WHAT NEEDS TO BE DONE = Add -88 to every point coordinate in the answers, then write out the material again in full, requests included, starting at the line that contains "Exercise. Mark the red" and stopping after the line that contains "Target: white trim board". Give only those lines.
==================================================
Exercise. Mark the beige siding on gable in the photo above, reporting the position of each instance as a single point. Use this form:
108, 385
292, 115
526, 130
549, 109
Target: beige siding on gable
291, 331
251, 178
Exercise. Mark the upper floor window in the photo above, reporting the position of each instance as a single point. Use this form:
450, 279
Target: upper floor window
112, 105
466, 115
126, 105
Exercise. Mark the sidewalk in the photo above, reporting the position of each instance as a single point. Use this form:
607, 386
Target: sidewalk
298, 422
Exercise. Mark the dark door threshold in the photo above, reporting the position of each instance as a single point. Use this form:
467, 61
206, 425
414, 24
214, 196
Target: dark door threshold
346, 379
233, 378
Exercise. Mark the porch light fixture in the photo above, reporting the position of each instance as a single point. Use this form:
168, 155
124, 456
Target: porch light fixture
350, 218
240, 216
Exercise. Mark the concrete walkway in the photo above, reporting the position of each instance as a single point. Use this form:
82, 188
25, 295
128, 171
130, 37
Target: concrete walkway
==================================================
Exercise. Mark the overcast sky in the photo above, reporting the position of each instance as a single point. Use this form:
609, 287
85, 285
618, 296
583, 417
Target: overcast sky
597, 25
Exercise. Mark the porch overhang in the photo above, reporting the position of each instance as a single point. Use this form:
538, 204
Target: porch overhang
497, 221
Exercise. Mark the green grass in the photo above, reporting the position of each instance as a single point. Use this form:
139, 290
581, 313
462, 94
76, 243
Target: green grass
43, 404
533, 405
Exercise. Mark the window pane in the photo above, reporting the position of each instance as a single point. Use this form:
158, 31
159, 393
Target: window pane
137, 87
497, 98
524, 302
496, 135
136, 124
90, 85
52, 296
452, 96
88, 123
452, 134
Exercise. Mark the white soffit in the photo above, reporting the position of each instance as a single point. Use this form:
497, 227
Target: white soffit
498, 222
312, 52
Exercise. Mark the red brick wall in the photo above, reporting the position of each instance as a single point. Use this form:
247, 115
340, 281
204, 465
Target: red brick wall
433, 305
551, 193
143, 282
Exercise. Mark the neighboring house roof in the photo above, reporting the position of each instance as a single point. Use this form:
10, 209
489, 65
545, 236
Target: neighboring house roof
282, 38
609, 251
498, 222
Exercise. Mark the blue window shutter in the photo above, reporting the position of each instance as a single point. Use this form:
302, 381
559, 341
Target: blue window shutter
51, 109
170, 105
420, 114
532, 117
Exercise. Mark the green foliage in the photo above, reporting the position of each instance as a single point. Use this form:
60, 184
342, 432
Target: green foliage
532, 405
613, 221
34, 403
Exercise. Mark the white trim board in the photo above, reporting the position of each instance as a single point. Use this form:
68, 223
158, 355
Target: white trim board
==================================================
EXERCISE RESPONSE =
Exercise. Mark the red brick wall in the photo above, reporting the position of each instance as a single point. Use this form:
247, 115
340, 281
204, 465
Target: red brick wall
345, 217
463, 105
55, 194
Exercise. Mark the neighboring house roof in the photo above, reporting the position of each instance as a single point. Use this form:
10, 209
489, 65
545, 236
Target: neighboring house roof
194, -50
521, 163
410, 134
Exercise. Mark the blue window shutter in the photo above, reporting the position of each instance as a single point. Use this form:
302, 381
559, 341
Target: blue window shutter
-37, 21
82, 17
332, 26
444, 29
Exercise. Mark the green foliage in the photo above, reporting the position of each instance as a single point. Use this form:
60, 184
342, 432
Target: green foliage
444, 317
525, 133
-54, 315
Exercise. Mark the white trim board in the photo above, reporting the position of each instance as a single point. Use this form:
68, 223
158, 355
Target: white trim board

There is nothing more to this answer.